Write out the Unicode discussion below in full, word for word, before turning to the records.

▸ **PAGE EXCERPT**
**********

Yours, Frazzydee| 18:53, 22 Jun 2005 (UTC)

Well, the point of UTF-8 and Unicode is that it is the currently widespread standard way to include all (or at least many) characters needed at the same time. The classic ISO and Windows character pages didn’t include many characters, as they were limited to 8‐bit, 256 characters. Unicode is a much bigger code table, most modern OS and browsers handle it well, and it makes it possible, among other things, to make proper article titles in Wikipedia. You can read about it in the respective articles.
I think we once brought it up on wikipedia-l, but it was shot down as useless and counterproductive for the English WP — counterproductive because of those <1% of users still using crappy browsers that are unable to handle UTF-8. Meanwhile, the Spanish are just as much a western‐characters‐only language as English, and they seem to be having an UTF-8 wikipedia without trouble.

**********

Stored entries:
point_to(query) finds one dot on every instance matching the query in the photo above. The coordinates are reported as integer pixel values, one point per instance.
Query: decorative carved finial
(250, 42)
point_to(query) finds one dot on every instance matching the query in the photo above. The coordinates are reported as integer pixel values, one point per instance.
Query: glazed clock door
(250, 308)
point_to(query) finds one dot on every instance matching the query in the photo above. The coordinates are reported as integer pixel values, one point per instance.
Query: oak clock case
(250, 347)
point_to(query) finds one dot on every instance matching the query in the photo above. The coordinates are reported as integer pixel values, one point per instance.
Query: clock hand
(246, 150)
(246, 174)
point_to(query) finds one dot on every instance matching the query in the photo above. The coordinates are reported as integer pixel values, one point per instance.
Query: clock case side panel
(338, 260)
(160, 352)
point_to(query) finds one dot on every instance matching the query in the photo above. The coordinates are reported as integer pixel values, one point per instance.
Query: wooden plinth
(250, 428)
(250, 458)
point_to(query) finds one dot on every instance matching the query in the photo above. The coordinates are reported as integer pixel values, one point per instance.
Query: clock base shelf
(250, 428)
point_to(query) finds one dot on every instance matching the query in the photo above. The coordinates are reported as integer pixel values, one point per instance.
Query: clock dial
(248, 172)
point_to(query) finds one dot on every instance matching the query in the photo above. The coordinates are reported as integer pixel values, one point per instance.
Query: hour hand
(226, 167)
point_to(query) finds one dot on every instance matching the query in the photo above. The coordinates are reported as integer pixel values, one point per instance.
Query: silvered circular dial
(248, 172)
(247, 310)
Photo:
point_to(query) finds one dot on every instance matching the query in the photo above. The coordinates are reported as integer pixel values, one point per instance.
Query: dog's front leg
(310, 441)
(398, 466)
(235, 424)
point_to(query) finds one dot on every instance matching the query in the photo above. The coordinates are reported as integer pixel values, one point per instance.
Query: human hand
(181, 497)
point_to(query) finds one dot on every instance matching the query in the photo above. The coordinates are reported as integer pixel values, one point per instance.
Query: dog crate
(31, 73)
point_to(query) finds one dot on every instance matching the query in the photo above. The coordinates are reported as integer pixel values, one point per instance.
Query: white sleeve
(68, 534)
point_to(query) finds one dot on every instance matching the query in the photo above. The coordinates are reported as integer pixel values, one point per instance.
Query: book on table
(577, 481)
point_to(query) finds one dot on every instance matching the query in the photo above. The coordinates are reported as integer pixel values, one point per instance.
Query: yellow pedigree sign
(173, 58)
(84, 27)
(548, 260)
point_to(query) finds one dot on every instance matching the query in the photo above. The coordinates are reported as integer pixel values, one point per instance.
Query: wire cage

**********

▸ **ANSWER IN FULL**
Yours, Frazzydee| 18:53, 22 Jun 2005 (UTC)

Well, the point of UTF-8 and Unicode is that it is the currently widespread standard way to include all (or at least many) characters needed at the same time. The classic ISO and Windows character pages didn’t include many characters, as they were limited to 8‐bit, 256 characters. Unicode is a much bigger code table, most modern OS and browsers handle it well, and it makes it possible, among other things, to make proper article titles in Wikipedia. You can read about it in the respective articles.
I think we once brought it up on wikipedia-l, but it was shot down as useless and counterproductive for the English WP — counterproductive because of those <1% of users still using crappy browsers that are unable to handle UTF-8. Meanwhile, the Spanish are just as much a western‐characters‐only language as English, and they seem to be having an UTF-8 wikipedia without trouble.